CONSIGNE: Dans le texte sur le concert, remplace « la Halle » par « la salle » et recopie le passage qui s'ouvre sur les mots contenant « Samedi 27 mai, à » et se termine par « chef François Terrieux. ».

EXTRAIT DU TEXTE:
<<<<

Samedi 27 mai, à la Halle à 20h. Si, avec son directeur musical, Tugan Sokhiev, l’ONCT, l’Orchestre national du Capitole de Toulouse poursuit son travail d’exploration des symphonies de Mahler, son chef attitré n’hésite pas à confier sa phalange à d’autres chefs au talent reconnu et apprécié déjà. C’est pourquoi on retrouve à sa tête, Kasuki Yamada qui va finir par devenir un habitué de la Halle puisque le revoilà pour la cinquième saison consécutive. C’est pour diriger la Troisième, la symphonie la plus longue du compositeur, une partition monumentale, avec voix de mezzo, ce soir, celle de Karine Deshayes, et chœurs de femmes, ceux du Théâtre du Capitole menés par leur chef Alfonso Caiani, sans oublier Les Eclats, chœur d’enfants et de jeunes sous l’autorité de leur chef François Terrieux.
En six mouvements très inégaux, ou plutôt une Partie I avec le premier mouvement d’une demi-heure, puis la Partie II réunissant les cinq autres, la symphonie dure près d’une heure et demie, autant dire, une performance pour tous. Au milieu de l’œuvre, il faut gérer l’entrée de la soliste et celle du chœur, les deux devant imposer leur présence et fusionner avec l’interprétation orchestrale. C’est une des créations “mahlériennes“ les plus, imposantes, ambitieuses et démesurées. Sorte de préfiguration du Sacre du Printemps, qui observe la nature dans son cycle vital, naissance et mort, c’est une alliance de sublime et de naïveté, très difficile à rendre sur le plan orchestral. Ne soyez pas surpris par les trois derniers mouvements qui sont donnée enchaînés.
Une lettre à sa maîtresse du moment, la cantatrice Anna von Mildenburg nous éclaire sur l’état d’esprit du compositeur : « Ma Symphonie sera quelque chose que le monde n’a encore jamais entendu ! Toute la nature y trouve une voix pour narrer quelque chose de profondément mystérieux, quelque chose que l’on ne pressent peut-être qu’en rêve ! je te le dis, certains passages m’effraient presque . Il m’arrive de me demander si réellement cela devait être écrit. »

>>>>

DONNÉES FOURNIES:
<<<<

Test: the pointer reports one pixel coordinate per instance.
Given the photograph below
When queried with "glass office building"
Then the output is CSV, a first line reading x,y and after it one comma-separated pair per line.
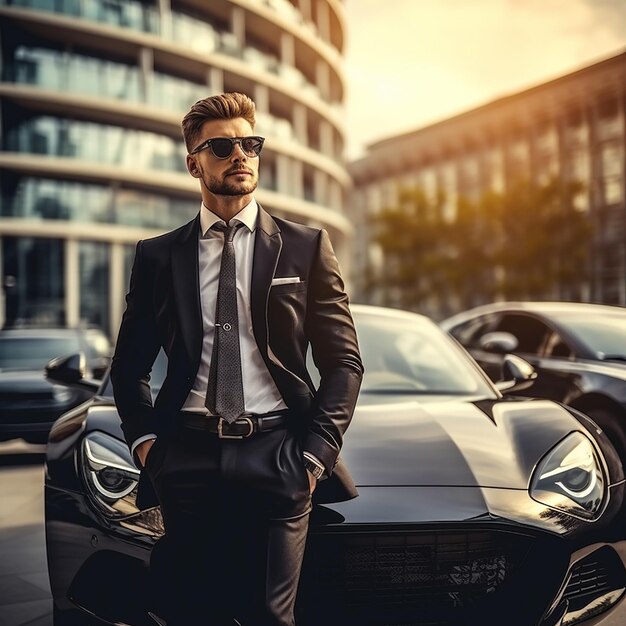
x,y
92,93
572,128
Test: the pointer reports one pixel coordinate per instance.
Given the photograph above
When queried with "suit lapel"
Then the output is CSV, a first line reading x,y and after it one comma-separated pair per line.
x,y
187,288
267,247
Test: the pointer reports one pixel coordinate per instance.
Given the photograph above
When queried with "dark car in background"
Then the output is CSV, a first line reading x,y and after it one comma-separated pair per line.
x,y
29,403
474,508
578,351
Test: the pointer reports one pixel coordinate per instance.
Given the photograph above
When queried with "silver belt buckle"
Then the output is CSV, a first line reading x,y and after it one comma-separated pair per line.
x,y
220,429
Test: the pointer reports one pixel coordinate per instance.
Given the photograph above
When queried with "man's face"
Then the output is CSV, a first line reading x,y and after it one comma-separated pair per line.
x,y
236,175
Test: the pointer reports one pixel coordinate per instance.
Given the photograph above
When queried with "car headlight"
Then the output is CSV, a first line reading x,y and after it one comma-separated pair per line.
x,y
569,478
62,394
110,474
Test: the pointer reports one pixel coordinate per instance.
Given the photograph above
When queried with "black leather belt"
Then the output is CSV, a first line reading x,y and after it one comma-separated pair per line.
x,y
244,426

>>>>
<<<<

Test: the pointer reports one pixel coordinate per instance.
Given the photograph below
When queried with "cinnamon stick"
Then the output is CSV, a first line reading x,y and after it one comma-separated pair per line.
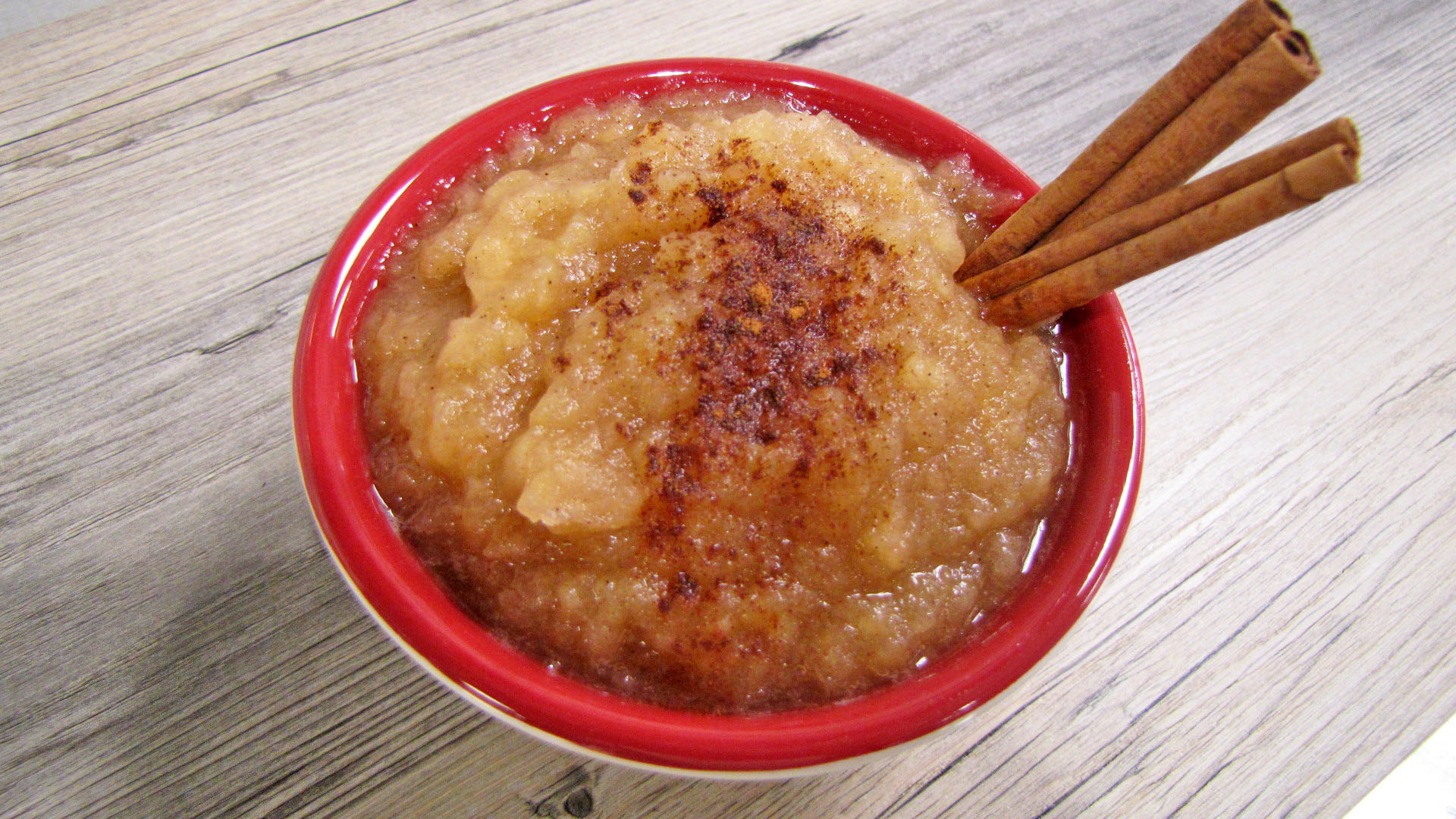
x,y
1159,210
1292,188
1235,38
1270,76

>>>>

RÉPONSE:
Samedi 27 mai, à la salle à 20h. Si, avec son directeur musical, Tugan Sokhiev, l’ONCT, l’Orchestre national du Capitole de Toulouse poursuit son travail d’exploration des symphonies de Mahler, son chef attitré n’hésite pas à confier sa phalange à d’autres chefs au talent reconnu et apprécié déjà. C’est pourquoi on retrouve à sa tête, Kasuki Yamada qui va finir par devenir un habitué de la salle puisque le revoilà pour la cinquième saison consécutive. C’est pour diriger la Troisième, la symphonie la plus longue du compositeur, une partition monumentale, avec voix de mezzo, ce soir, celle de Karine Deshayes, et chœurs de femmes, ceux du Théâtre du Capitole menés par leur chef Alfonso Caiani, sans oublier Les Eclats, chœur d’enfants et de jeunes sous l’autorité de leur chef François Terrieux.